**Bloco de texto**
════════════════

Festa com bloco 'Bebo Todas'
O evento, em fevereiro, durou cinco dias e teve atrações como os blocos "Bebo Todas" e "Faraó", além de DJs. Para a CGU, faltaram "documentos comprobatórios relacionados aos pagamentos realizados", como a comprovação de uma despesa de R$ 553,1 mil com serviços de logística. A principal empresa contratada para a festa, de acordo com a auditoria, recebeu R$ 2,4 milhões a despeito de não ter sequer "quadro de colaboradores necessários ao cumprimento do termo de colaboração”.
Procurados, o governo do Amapá e a prefeitura não se manifestaram. Já Alcolumbre disse que todas as emendas de sua autoria foram destinadas para o governo do Amapá ou para prefeituras municipais.
"Os entes federados beneficiados por essas emendas são responsáveis legalmente por informar sobre a programação finalística, a área, o objeto de gasto e o relatório de gestão desses recursos, seguindo todos os critérios técnicos e regulamentares constantes da legislação vigente", afirmou, via assessoria. A nota diz ainda que Alcolumbre "confia plenamente nos órgãos de controle e fiscalização".
Ainda no Amapá, a CGU identificou que uma emenda Pix de R$ 550 mil foi enviada pelo líder do governo no Congresso, Randolfe Rodrigues (PT-AP), para a festa do 79º aniversário de Oiapoque, município de 27,4 mil moradores a 577 quilômetros de Macapá. De acordo com a CGU a prefeitura contratou a empresa responsável por dispensa de licitação, sem justificativa. Além disso, houve um sobrepreço de 18,27% nas contratações de serviços contábeis, jurídicos e na realização de dois shows. Procurada, a prefeitura ainda não se manifestou.
Já Randolfe disse que todas as suas emendas são destinadas a entes públicos e "estes contratam ou não entidades para a execução". "Inclusive, solicitei à CGU que instaurasse tomada de contas especial sobre os gastos decorrentes das emendas de minha autoria, a fim de que se apure qualquer eventual irregularidade por parte de quem quer que seja. A transparência e o uso correto de verbas públicas é um compromisso do meu mandato", disse, por meio de nota.
Reforma de clube
No outro extremo do país, R$ 500 mil foram direcionados pelo deputado Maurício Dziedricki (Podemos-RS) para o Ypiranga Futebol Clube. O dinheiro foi encaminhado com a justificativa de “enriquecer as instalações” do clube, sediado em Porto Alegre, mas a CGU verificou que que houve falhas como falta de "transparência" e na própria escolha do clube.

════════════════

**Dados de entrada**
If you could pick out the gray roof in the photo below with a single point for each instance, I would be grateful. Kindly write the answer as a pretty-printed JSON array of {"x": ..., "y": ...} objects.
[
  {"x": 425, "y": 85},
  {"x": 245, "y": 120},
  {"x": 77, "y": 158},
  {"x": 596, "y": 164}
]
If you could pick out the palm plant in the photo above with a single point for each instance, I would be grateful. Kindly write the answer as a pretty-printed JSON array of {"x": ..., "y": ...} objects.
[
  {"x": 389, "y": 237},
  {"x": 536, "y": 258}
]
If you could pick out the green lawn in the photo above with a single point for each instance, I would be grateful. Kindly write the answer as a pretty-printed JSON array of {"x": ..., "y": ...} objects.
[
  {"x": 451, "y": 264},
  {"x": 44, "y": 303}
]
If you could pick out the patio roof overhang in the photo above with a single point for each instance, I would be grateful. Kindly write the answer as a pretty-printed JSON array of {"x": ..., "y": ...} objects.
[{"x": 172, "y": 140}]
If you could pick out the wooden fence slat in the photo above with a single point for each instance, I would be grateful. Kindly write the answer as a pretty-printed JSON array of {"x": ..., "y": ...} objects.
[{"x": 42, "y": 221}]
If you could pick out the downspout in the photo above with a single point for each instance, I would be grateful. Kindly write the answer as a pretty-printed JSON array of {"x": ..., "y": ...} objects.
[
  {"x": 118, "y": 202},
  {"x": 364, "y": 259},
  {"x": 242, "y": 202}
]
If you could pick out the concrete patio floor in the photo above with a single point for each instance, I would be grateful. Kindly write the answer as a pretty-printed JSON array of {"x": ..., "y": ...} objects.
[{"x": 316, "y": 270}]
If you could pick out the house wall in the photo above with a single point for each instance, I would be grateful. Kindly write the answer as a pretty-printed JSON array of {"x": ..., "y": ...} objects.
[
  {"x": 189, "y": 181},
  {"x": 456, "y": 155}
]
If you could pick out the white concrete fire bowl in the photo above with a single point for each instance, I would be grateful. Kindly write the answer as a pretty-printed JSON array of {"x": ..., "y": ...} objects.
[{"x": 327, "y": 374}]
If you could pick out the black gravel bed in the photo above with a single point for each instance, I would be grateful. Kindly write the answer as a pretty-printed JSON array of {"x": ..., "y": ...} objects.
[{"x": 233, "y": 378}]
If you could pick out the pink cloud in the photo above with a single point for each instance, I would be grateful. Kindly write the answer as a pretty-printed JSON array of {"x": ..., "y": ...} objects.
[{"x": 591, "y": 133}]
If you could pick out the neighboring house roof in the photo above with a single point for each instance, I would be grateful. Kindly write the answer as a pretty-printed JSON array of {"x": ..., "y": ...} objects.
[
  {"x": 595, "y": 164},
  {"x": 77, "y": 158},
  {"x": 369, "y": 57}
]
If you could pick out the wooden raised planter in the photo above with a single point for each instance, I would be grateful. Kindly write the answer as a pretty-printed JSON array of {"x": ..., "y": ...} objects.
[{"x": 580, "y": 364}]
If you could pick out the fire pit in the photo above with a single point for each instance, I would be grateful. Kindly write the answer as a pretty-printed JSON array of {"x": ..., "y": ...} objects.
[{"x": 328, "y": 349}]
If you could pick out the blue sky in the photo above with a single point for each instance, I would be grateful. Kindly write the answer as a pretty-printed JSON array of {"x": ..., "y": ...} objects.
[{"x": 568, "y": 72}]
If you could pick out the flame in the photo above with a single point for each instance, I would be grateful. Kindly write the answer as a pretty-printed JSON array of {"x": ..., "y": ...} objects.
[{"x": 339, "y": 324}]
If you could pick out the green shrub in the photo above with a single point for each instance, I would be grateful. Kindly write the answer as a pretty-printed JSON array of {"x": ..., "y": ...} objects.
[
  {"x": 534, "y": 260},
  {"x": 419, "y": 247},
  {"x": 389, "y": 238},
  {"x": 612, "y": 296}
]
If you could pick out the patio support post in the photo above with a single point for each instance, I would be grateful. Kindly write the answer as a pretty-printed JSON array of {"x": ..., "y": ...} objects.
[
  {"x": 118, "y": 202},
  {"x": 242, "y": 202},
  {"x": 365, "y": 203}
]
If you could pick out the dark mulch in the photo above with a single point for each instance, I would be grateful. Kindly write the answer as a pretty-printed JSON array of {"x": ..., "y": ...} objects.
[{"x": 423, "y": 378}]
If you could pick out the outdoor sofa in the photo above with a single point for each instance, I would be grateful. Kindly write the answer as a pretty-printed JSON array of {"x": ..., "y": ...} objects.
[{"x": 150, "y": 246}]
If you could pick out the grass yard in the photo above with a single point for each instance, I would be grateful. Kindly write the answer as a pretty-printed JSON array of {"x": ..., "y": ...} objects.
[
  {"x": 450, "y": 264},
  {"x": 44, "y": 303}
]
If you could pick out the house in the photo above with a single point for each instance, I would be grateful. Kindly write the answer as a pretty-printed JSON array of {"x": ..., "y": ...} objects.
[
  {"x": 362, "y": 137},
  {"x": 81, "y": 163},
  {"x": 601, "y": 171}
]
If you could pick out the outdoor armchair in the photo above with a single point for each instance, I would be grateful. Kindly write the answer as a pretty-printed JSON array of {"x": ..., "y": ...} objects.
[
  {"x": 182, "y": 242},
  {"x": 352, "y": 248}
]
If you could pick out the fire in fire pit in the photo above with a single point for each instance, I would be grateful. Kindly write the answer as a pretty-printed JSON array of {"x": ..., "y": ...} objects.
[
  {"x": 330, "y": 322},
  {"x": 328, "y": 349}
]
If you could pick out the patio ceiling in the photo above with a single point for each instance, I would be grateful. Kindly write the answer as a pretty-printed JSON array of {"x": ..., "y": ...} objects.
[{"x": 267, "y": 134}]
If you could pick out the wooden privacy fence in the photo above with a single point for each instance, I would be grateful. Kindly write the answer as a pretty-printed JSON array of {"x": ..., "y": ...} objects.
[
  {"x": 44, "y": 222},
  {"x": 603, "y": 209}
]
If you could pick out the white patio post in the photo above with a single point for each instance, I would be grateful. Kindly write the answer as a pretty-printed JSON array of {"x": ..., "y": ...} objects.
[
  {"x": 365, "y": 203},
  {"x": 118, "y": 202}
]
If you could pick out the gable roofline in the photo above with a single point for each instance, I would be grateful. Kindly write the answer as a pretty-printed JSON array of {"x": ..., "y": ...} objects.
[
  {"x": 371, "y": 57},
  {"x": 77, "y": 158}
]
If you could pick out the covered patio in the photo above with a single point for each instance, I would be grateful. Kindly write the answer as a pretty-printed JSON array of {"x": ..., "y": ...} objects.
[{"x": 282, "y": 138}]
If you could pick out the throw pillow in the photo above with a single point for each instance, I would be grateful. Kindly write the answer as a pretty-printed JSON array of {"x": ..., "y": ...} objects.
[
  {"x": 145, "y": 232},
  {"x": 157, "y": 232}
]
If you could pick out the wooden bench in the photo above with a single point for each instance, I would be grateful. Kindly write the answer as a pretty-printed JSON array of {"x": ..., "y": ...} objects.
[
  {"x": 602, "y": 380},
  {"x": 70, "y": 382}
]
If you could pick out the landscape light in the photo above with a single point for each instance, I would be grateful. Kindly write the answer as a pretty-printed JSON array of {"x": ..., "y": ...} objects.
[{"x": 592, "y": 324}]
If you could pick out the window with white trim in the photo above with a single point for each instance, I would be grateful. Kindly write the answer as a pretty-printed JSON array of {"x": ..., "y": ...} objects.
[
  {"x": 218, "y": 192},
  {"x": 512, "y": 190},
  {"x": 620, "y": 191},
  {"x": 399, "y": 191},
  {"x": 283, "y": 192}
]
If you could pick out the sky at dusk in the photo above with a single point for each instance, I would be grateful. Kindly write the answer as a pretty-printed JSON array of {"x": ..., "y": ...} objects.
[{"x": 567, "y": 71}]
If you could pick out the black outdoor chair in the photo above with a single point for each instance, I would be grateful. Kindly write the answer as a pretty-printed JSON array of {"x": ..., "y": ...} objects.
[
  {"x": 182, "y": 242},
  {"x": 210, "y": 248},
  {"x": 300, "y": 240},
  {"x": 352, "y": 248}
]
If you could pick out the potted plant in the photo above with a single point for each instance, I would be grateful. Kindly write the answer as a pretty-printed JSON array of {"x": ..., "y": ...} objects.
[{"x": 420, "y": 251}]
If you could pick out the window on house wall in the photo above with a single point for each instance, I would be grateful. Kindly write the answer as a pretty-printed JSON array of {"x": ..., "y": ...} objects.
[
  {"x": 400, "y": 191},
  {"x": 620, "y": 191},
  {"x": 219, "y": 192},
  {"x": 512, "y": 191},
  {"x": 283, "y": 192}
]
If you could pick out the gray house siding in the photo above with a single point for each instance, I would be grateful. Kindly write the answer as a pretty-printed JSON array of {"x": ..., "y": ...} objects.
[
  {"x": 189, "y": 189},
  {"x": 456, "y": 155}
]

════════════════

**Tarefas**
1: Transcreva, do texto sobre as emendas, o trecho de "Já Randolfe disse" até "meio de nota.".
2: Reúna todas as linhas da listagem em que aparece a palavra "concrete".
O texto sobre as emendas e a listagem não têm relação entre si.

**Respostas**
1:
Já Randolfe disse que todas as suas emendas são destinadas a entes públicos e "estes contratam ou não entidades para a execução". "Inclusive, solicitei à CGU que instaurasse tomada de contas especial sobre os gastos decorrentes das emendas de minha autoria, a fim de que se apure qualquer eventual irregularidade por parte de quem quer que seja. A transparência e o uso correto de verbas públicas é um compromisso do meu mandato", disse, por meio de nota.

2:
If you could pick out the concrete patio floor in the photo above with a single point for each instance, I would be grateful. Kindly write the answer as a pretty-printed JSON array of {"x": ..., "y": ...} objects.
If you could pick out the white concrete fire bowl in the photo above with a single point for each instance, I would be grateful. Kindly write the answer as a pretty-printed JSON array of {"x": ..., "y": ...} objects.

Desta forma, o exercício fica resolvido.